Data provided »
==========

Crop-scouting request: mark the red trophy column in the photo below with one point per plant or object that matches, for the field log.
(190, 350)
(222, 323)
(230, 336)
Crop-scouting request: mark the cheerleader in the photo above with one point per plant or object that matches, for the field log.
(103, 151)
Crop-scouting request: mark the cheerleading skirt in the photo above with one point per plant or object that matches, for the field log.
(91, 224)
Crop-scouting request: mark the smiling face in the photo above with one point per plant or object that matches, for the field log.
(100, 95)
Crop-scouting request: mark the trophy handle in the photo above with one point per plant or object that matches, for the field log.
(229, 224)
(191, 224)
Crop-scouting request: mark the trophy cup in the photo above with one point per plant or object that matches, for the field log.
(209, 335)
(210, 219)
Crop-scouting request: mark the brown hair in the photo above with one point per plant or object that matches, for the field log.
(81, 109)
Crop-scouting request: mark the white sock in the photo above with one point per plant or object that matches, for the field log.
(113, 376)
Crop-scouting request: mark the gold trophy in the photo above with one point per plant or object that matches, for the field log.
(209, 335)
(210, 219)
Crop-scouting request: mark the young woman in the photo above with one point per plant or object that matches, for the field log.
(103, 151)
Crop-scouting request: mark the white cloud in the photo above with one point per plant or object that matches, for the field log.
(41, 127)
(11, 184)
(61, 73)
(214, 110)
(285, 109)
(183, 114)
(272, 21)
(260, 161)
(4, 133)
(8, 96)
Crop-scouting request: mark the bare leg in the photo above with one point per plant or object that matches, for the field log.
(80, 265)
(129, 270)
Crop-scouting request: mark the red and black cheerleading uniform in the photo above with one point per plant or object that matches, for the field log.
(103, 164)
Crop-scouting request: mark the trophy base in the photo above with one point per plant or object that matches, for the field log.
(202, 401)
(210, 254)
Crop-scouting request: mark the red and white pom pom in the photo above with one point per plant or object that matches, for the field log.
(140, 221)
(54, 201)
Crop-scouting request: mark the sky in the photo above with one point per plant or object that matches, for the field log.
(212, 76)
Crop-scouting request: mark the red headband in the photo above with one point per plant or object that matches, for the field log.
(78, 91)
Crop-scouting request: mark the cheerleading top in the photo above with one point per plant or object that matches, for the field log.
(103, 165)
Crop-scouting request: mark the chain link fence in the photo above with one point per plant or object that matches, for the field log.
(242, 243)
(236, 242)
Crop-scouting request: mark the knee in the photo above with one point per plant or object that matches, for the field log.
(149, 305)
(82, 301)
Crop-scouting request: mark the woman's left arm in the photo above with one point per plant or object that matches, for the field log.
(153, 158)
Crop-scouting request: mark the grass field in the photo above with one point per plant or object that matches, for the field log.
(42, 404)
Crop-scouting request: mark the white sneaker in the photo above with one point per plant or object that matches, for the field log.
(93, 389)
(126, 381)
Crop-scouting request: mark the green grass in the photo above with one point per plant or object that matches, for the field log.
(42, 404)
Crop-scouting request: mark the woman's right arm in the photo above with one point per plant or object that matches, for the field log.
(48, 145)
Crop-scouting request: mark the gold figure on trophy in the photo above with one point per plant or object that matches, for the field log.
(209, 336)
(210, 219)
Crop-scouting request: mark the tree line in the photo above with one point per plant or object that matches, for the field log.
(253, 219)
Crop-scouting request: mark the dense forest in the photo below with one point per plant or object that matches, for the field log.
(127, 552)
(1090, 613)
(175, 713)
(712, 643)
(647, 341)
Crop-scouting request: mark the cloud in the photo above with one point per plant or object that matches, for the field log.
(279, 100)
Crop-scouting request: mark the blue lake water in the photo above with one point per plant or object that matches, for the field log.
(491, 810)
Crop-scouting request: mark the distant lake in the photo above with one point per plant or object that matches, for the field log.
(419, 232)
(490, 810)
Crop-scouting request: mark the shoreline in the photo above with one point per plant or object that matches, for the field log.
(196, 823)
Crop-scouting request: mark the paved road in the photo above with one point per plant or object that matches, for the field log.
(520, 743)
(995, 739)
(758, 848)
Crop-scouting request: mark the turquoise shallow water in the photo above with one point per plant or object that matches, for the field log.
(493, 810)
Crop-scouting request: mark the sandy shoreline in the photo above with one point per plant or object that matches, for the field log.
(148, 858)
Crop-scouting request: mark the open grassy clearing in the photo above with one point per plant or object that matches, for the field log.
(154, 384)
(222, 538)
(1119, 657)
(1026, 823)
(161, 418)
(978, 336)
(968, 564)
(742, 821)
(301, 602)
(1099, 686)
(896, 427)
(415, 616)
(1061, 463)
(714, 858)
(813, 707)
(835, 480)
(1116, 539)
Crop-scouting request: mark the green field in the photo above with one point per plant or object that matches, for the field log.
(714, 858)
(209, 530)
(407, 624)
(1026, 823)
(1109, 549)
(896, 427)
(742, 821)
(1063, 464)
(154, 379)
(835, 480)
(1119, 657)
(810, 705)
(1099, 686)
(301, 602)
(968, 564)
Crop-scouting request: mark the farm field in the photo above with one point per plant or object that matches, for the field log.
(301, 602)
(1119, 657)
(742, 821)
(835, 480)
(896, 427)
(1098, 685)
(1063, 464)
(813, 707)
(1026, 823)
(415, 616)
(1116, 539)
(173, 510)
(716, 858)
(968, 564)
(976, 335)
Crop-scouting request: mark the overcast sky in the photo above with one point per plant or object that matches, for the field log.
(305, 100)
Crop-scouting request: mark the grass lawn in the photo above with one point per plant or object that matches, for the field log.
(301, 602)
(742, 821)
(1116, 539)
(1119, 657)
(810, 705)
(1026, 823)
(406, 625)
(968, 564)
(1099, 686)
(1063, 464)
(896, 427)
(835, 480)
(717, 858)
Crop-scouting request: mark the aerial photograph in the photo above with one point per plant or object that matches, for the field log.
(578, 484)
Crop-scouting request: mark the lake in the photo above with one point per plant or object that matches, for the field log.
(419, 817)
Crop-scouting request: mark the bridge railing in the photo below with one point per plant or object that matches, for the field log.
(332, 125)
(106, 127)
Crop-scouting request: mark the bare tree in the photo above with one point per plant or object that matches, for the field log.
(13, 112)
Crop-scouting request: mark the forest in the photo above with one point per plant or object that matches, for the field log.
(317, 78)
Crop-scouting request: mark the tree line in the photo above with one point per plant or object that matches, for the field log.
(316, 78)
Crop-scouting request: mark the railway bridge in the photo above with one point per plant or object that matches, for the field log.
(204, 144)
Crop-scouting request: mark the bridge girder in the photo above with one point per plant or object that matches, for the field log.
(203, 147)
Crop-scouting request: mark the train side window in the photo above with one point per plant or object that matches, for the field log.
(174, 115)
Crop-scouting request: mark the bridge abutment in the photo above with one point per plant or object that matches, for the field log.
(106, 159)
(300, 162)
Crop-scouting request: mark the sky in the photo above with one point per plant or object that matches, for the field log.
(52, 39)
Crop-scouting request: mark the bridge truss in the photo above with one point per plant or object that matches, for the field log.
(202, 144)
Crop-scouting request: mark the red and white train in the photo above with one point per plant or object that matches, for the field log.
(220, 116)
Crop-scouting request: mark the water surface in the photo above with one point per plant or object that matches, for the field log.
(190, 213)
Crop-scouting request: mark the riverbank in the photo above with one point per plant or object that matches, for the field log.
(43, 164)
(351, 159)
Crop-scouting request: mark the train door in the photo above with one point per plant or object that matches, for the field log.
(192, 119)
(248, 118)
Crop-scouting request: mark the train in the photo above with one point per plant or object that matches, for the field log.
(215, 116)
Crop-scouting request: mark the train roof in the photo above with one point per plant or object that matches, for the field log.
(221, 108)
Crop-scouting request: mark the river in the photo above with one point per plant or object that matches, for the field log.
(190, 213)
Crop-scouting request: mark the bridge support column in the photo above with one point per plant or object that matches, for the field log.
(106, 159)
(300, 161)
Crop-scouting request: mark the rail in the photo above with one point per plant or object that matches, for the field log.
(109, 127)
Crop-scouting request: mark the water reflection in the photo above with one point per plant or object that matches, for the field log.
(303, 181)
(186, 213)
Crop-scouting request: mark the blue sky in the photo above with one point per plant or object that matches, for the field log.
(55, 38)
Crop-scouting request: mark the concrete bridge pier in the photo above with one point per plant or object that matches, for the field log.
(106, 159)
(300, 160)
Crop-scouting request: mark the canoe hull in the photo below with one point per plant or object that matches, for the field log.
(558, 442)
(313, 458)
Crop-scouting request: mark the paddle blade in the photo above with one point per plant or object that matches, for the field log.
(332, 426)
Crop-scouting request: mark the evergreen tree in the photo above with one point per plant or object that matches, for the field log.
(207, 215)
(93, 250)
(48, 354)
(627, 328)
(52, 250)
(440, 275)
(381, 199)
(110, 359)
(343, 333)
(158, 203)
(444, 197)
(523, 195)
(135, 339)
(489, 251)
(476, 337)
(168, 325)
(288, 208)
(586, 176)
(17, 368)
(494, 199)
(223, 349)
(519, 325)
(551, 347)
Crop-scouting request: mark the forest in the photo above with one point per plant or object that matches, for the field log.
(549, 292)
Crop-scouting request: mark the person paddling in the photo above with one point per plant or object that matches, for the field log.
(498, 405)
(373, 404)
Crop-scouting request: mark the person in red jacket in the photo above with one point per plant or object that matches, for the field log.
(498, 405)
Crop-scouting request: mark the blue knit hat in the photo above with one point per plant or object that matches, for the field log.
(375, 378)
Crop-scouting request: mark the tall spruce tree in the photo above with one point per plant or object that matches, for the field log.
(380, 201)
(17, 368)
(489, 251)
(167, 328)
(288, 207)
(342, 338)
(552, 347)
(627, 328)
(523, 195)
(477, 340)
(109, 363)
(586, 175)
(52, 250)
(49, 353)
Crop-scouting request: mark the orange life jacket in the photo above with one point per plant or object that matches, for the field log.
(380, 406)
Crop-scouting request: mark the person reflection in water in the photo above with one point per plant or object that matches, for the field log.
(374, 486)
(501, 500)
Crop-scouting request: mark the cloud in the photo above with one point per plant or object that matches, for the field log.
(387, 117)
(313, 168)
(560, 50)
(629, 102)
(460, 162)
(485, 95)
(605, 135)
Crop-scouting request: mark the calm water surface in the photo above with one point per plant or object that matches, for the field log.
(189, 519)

==========

Written problem » Starting at the line with "Crop-scouting request: mark the orange", copy every line up to and including the last one in the entries above.

Result for this task »
Crop-scouting request: mark the orange life jacket in the photo above with one point per plant or object that matches, for the field log.
(380, 406)
Crop-scouting request: mark the person reflection in water in the photo above with one point per plant or object that matches, for the field log.
(374, 486)
(501, 500)
Crop-scouting request: mark the cloud in the photo above with one point per plant or object that matches, for the field log.
(387, 117)
(313, 168)
(560, 50)
(629, 102)
(460, 162)
(485, 95)
(605, 135)
Crop-scouting request: mark the calm water surface in the photo above with one point per plant or object that matches, for the field log.
(189, 519)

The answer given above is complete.